Study text:
= = =
WEST SIDE STORY

  • 01 Jan - 07 Jan, 2022
  • Mag The Weekly
  • Reviews

Do we really need a remake of West Side Story? Having won 10 Oscars (a record for a musical), including best picture, Robert Wise and Jerome Robbins’s 1961 screen incarnation of the 1957 Broadway musical hit remains a much-loved and much-watched “classic”; a self-consciously streetwise affair with weapons-grade earworm tunes and choreography that kids would try to mimic in school playgrounds for decades. Yet even the most ardent fan of the original would have to admit that time has not been kind to the sight of Natalie Wood playing a Latina. Hooray, then, for screen newcomer Rachel Zegler, who landed the lead role of Maria from an open casting call, and whose vibrantly natural performance almost singlehandedly justifies this “reimagining” from director Steven Spielberg.

Ansel Elgort is Tony, a one-time troublemaker now attempting to put his past behind him. When Tony falls for Maria at a dance designed to bring harmony between warring clans (a “social experiment”), he incurs the wrath of friends and foes alike. With a once-and-for-all rumble on the cards, into which gang leader Riff (Mike Faist) seems determined to drag his old friend, the scene is set for cross-cultural tragedy of love and death.

Where Spielberg and screenwriter Tony Kushner’s version comes into its own is in the moments where it dares to find its own distinct voice – nowhere more so than in placing Somewhere in the hands of Rita Moreno. Having played Anita in the 1961 film, a role thrillingly filled here by Ariana DeBose, Moreno, who also gets an exec-producer credit, comes to embody the heart and soul of this new production. As Valentina, widowed owner of Doc’s Drugstore, Moreno provides the genetic link between the past and the present, lending a sense of gravitas to scenes that might otherwise have teetered into parody. For us, her low-key rendition of the song is up there with the opening track of Tom Waits’s 1978 album Blue Valentine, rich in fragile, heartbreaking pathos.

Other smart moves include casting the non-binary actor Iris Menas as Anybodys, a performance that has something of the oomph of Linda Manz’s brilliant turn in The Wanderers, repaying the inspirational debt that Philip Kaufman’s 1979 cult classic owed to the Wise/Robbins West Side Story, bringing everything full circle.
= = =
Problem to solve: Reproduce the part of the West Side Story review starting at "Other smart moves" and ending at "everything full circle.". The entries that come after this review have nothing to do with it.

Data supplied:
= = =
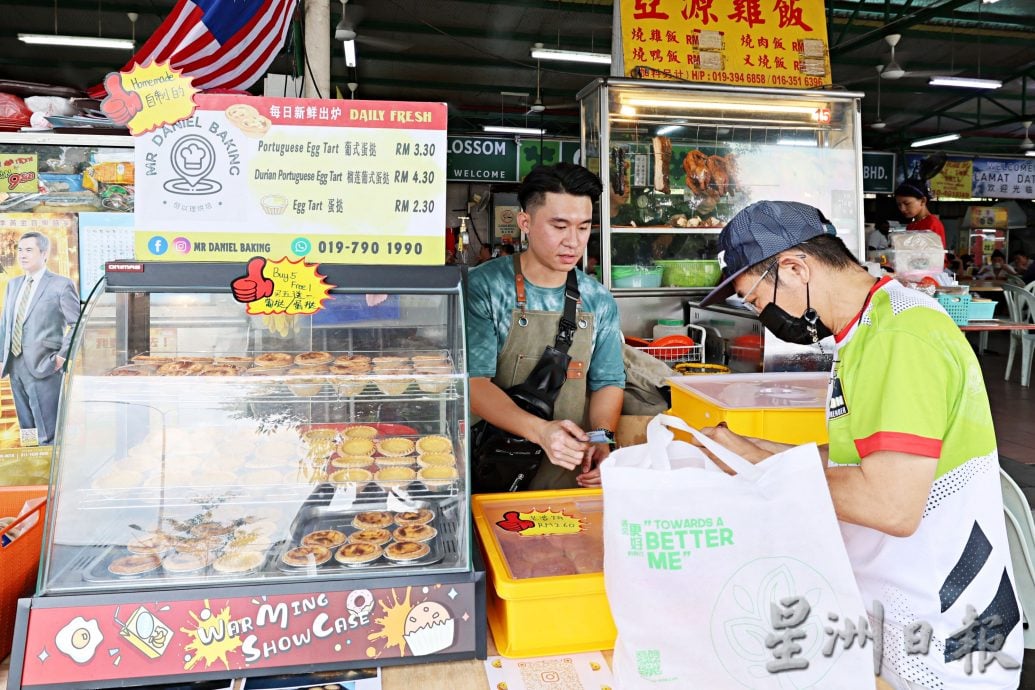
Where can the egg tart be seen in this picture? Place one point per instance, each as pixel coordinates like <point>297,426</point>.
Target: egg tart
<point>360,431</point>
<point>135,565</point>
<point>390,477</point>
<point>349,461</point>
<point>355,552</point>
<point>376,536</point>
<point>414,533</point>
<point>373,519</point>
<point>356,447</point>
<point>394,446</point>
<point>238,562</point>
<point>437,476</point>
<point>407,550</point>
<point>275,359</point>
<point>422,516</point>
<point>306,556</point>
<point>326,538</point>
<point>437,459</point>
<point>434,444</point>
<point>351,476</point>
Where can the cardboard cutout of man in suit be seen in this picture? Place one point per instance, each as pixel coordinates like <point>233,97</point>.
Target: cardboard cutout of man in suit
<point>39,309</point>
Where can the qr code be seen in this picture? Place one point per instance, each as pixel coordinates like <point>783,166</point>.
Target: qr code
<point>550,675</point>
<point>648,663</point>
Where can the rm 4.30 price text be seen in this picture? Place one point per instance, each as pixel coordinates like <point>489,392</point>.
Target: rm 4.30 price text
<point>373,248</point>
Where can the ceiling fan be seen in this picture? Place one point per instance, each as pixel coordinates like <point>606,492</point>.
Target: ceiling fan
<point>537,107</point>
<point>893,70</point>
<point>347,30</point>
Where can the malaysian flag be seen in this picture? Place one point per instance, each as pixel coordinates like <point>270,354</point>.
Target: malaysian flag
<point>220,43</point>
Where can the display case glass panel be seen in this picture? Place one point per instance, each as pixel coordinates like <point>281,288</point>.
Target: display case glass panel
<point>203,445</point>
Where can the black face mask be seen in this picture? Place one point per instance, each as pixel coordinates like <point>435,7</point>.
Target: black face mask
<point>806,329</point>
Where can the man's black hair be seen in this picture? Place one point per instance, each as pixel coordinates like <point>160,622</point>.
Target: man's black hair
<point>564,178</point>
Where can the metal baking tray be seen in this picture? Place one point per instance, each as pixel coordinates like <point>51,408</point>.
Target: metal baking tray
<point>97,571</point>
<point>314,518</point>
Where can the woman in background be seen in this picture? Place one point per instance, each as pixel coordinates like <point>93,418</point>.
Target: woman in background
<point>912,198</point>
= = =
Solution:
Other smart moves include casting the non-binary actor Iris Menas as Anybodys, a performance that has something of the oomph of Linda Manz’s brilliant turn in The Wanderers, repaying the inspirational debt that Philip Kaufman’s 1979 cult classic owed to the Wise/Robbins West Side Story, bringing everything full circle.